## Problem to work on
Duplicate the part of the records that opens with the line containing "Point to the bare" and closes with the line containing "x=330, y=396", with both of those lines included. Reproduce only that part.

## Exercise materials
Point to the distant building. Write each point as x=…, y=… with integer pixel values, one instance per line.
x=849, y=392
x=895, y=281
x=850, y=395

--

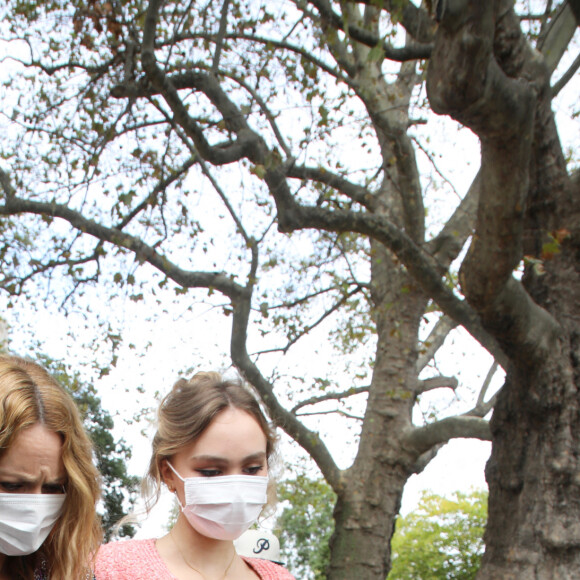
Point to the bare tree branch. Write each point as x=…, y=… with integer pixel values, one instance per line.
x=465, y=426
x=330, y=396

--

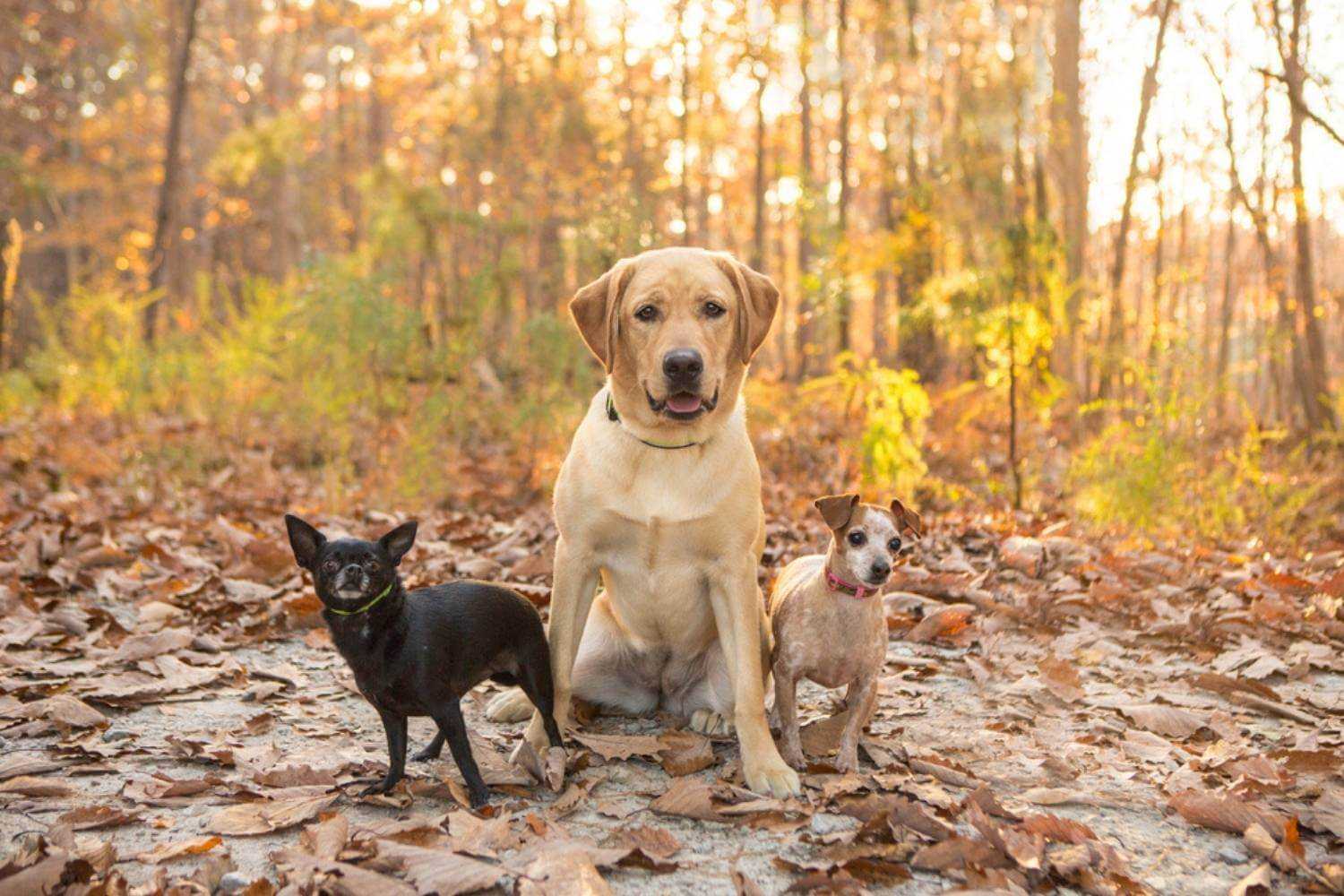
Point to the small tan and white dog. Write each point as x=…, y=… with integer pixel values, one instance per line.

## Result below
Point to the bare tree branch. Write each point as x=…, y=… with integer pixel values, one instance per line.
x=465, y=426
x=330, y=396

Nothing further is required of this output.